# EXERCÍCIO CURTO A:
Conte as linhas da listagem que contêm a palavra "gray", respeitando maiúsculas e minúsculas, e responda somente com o número.

====== BLOCO DE TEXTO ======

3.–Inconformado com essa decisão, dela interpôs recurso o Ministério Público, pedindo que seja revogada a decisão proferida e substituída por outra que receba a acusação pública deduzida nos autos.

Extraiu o recorrente da sua motivação de recurso as seguintes conclusões:
1ª-O presente recurso vem interposto do despacho proferido a 3/10/22 (refª 419181029) nestes autos que conheceu e declarou uma nulidade insanável de inquérito dizendo que o Ministério Público não proferiu despacho de arquivamento quanto a parte dos factos objeto do inquérito.
2ª-Considerou aquele douto despacho como questão prévia ao recebimento da acusação o facto de o arguido ter exibido uma arma de fogo nas circunstâncias descritas na participação, afirmando estar verificada uma nulidade insanável, prevista no artigo 119º, alínea b) do Cód. de Processo Penal.
3ª-O despacho recorrido não se encontra em conformidade com as normas legais aplicáveis ao caso concreto, tendo procedido a uma incorreta interpretação e aplicação do direito, violando, desta forma, as normas constantes nos artigos 32.º, n.º 5 e 219.º, n.º 1 da Constituição da República Portuguesa (CRP), 48.º, 53.º, n.º 2, alínea b), 119.º, alínea b), 262.º, 276.º, n.º 1, 283.º, nºs. 1 e 3, alínea c), e 311.º do Código de Processo Penal.
4ª-Dos artigos 48º, 49º, 50º do Cód. de Processo Penal resulta a legitimidade do Ministério Público em processo penal, a quem compete colaborar com o tribunal na descoberta da verdade e na realização do direito, obedecendo em todas as intervenções processuais a critérios de estrita objetividade e, em especial, receber as denúncias, as queixas e as participações e apreciar o seguimento a dar-lhes; dirigir o inquérito e deduzir acusação e sustentá-la efetivamente na instrução e no julgamento (cfr. artigo 53º, n.ºs 1 2 do Cód. de Processo Penal).
5ª-No âmbito do conjunto de diligências de inquérito, o único acto obrigatório de inquérito é o interrogatório do arguido quando aquele corre contra pessoa determinada (artigo 272º, n.º 1 do Cód. de Processo Penal e AUJ 1/2006).
6ª-Da conjugação das normas acima citadas decorre que o Ministério Público é o titular do exercício da acção penal, competindo-lhe promover o processo penal, com as limitações dos artigos 49.º, a 52.º e, em especial, receber as denúncias, as queixas e as participações e apreciar o seguimento a dar-lhes, dirigir o inquérito, deduzir acusação e sustentá-la efetivamente na instrução e no julgamento.

====== LISTAGEM FORNECIDA ======

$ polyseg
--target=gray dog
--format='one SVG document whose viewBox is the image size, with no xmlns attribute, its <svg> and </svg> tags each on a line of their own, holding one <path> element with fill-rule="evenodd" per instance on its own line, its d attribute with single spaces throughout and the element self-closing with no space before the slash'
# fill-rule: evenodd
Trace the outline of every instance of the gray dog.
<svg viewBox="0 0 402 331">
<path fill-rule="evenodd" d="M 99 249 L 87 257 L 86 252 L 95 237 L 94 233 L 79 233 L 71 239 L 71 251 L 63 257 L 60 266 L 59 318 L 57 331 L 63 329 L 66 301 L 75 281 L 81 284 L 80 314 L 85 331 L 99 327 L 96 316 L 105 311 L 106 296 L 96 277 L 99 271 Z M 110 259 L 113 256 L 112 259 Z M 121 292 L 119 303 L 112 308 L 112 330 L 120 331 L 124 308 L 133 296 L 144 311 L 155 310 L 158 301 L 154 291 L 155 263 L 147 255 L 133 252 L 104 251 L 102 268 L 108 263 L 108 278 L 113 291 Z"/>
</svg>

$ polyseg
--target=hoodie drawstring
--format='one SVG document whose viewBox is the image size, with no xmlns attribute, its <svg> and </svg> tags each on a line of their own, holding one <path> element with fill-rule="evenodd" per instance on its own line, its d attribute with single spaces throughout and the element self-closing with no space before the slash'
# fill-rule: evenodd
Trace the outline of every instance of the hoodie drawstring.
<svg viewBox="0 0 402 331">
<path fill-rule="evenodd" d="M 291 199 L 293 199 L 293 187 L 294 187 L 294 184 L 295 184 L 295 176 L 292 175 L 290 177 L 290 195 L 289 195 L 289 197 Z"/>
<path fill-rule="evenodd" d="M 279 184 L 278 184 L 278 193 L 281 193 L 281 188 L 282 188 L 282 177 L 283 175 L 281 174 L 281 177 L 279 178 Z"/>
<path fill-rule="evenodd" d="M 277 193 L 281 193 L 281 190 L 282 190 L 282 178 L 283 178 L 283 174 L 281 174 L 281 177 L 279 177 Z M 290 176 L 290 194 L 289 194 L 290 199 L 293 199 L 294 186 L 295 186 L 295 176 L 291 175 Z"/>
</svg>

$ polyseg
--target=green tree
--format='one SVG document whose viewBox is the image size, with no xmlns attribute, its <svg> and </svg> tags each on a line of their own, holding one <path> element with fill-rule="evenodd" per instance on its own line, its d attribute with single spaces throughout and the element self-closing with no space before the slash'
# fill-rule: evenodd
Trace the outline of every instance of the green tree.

======

# EXERCÍCIO CURTO B:
Segundo o texto sobre o recurso do Ministério Público, qual é o único ato obrigatório de inquérito?

# RESPOSTA A:
2

# RESPOSTA B:
O interrogatório do arguido, quando o inquérito corre contra pessoa determinada.